▶ [Work instructions]:
The entries are to be duplicated exactly, with nothing left out.

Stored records

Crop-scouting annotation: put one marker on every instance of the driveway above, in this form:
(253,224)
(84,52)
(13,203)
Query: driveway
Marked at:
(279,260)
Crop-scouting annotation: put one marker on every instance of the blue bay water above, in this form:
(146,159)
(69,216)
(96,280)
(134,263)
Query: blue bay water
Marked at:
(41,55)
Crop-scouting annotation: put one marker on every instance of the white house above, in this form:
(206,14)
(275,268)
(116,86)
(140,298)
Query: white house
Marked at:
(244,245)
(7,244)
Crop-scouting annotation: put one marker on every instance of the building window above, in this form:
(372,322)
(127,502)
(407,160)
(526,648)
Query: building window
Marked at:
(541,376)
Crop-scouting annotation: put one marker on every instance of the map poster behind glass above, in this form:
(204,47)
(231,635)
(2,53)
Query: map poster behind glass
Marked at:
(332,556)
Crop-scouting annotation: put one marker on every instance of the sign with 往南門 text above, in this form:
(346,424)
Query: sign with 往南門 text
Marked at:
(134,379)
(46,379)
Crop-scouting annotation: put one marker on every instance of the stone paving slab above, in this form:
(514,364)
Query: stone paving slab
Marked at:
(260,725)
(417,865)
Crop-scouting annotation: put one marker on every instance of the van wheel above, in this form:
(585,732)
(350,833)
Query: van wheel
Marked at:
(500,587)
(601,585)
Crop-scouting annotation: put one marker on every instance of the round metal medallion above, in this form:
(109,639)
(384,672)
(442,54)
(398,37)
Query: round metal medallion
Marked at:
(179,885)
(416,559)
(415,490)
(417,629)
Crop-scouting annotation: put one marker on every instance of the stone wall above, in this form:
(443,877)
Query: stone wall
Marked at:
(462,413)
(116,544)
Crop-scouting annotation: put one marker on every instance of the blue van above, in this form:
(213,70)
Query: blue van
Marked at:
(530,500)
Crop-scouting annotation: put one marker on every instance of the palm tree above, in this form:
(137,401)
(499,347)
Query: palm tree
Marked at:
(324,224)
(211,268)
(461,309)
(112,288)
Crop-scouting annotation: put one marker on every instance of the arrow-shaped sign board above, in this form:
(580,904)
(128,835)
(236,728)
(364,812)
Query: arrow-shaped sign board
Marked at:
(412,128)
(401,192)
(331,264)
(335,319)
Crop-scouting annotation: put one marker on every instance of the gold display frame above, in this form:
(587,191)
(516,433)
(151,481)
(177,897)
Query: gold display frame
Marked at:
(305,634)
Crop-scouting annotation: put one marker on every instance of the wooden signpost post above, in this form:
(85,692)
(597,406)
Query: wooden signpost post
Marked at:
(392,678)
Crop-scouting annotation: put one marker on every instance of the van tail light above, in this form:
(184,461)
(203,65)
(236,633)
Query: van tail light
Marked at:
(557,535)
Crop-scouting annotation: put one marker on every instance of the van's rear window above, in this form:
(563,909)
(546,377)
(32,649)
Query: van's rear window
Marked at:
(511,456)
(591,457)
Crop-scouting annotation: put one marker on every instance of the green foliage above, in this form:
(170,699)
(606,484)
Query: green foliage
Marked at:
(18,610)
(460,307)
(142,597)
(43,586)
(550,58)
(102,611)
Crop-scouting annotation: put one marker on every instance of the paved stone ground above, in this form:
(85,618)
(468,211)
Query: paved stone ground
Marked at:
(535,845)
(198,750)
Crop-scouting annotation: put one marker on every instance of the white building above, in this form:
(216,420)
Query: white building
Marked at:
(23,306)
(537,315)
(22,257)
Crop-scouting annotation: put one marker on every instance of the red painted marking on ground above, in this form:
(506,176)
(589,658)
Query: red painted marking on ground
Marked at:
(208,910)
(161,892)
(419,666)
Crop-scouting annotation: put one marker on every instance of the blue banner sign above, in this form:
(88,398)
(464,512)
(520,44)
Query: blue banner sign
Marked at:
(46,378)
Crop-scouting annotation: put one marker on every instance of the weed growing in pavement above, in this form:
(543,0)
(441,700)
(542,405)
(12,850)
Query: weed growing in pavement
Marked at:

▶ [Exercise response]:
Crop-scouting annotation: put one marker on every instance of the driveway above, in this form:
(253,224)
(84,52)
(13,203)
Query: driveway
Marked at:
(279,260)
Crop-scouting annotation: put one marker on every instance of the blue bay water above, in this form:
(146,159)
(69,216)
(96,280)
(134,263)
Query: blue bay water
Marked at:
(41,55)
Crop-scouting annotation: put one marker on every instance of the white house above, in this form:
(206,14)
(275,268)
(116,86)
(140,298)
Query: white house
Marked at:
(244,245)
(7,244)
Crop-scouting annotation: put one marker on every instance of the building window above, in this form:
(372,322)
(127,502)
(407,160)
(526,648)
Query: building window
Marked at:
(541,376)
Crop-scouting annotation: put one marker on every instance of the map poster behind glass above, in this form:
(204,47)
(231,635)
(2,53)
Query: map poster behind glass
Marked at:
(332,556)
Crop-scouting annotation: put one marker on every instance of the sign with 往南門 text above, in this form:
(346,424)
Query: sign with 往南門 text
Marked at:
(134,379)
(46,379)
Crop-scouting annotation: put one marker on every instance of the stone paving slab above, in this form:
(514,364)
Query: stone paving slab
Marked at:
(260,725)
(417,865)
Crop-scouting annotation: put one marker on every instance of the van wheel above, in this form:
(585,732)
(350,833)
Query: van wheel
Marked at:
(500,587)
(601,585)
Crop-scouting annotation: put one marker on every instance of the round metal medallion above, in this form:
(109,639)
(384,672)
(442,54)
(398,37)
Query: round metal medallion
Marked at:
(179,885)
(416,559)
(415,490)
(417,629)
Crop-scouting annotation: put one marker on every instance of the stone wall above, in this form:
(443,877)
Query: stone wall
Marked at:
(462,413)
(116,544)
Crop-scouting annotation: put one marker on every instance of the blue van above, in this form:
(213,70)
Query: blue van
Marked at:
(530,500)
Crop-scouting annotation: put one marker on every instance of the palm tree above, in this form:
(137,401)
(499,347)
Query: palm tree
Marked at:
(324,224)
(211,268)
(461,309)
(112,288)
Crop-scouting annotation: put one marker on every instance of the arrow-shaped sign board above, in this form:
(580,904)
(128,835)
(236,728)
(364,812)
Query: arrow-shaped sign board
Marked at:
(412,128)
(401,192)
(331,264)
(335,319)
Crop-scouting annotation: put one marker on every instance of the gold display frame above, in this form:
(587,191)
(516,433)
(151,481)
(177,897)
Query: gold display frame
Marked at:
(305,634)
Crop-scouting annotation: put one marker on every instance of the wooden signpost post above, in this form:
(85,692)
(597,406)
Query: wooden signpost post
Marked at:
(392,678)
Crop-scouting annotation: put one marker on every instance of the van tail light above, in this form:
(184,461)
(203,65)
(236,633)
Query: van tail light
Marked at:
(557,535)
Crop-scouting annotation: put one marker on every instance of the van's rear window above, in this form:
(563,909)
(546,377)
(32,649)
Query: van's rear window
Marked at:
(511,456)
(591,457)
Crop-scouting annotation: put one marker on every instance of the green foliage above, in this form:
(170,699)
(606,484)
Query: green foliage
Marked at:
(18,610)
(460,307)
(142,597)
(43,586)
(550,58)
(102,611)
Crop-scouting annotation: put one marker on every instance of the paved stone ground above, in this form:
(85,618)
(468,211)
Query: paved stone ground
Marked at:
(535,845)
(198,750)
Crop-scouting annotation: put one marker on every instance of the white building above, in this form:
(216,420)
Query: white building
Marked at:
(23,306)
(537,315)
(22,257)
Crop-scouting annotation: put one marker on every instance of the red painted marking on ground above, in this form:
(506,176)
(589,658)
Query: red painted marking on ground
Marked at:
(208,910)
(161,892)
(419,666)
Crop-scouting annotation: put one marker on every instance of the blue banner sign above, in this form:
(88,398)
(464,512)
(520,44)
Query: blue banner sign
Marked at:
(46,378)
Crop-scouting annotation: put one marker on every instance of the weed growing in pavement above, in this form:
(543,0)
(441,700)
(542,405)
(12,850)
Query: weed growing in pavement
Marked at:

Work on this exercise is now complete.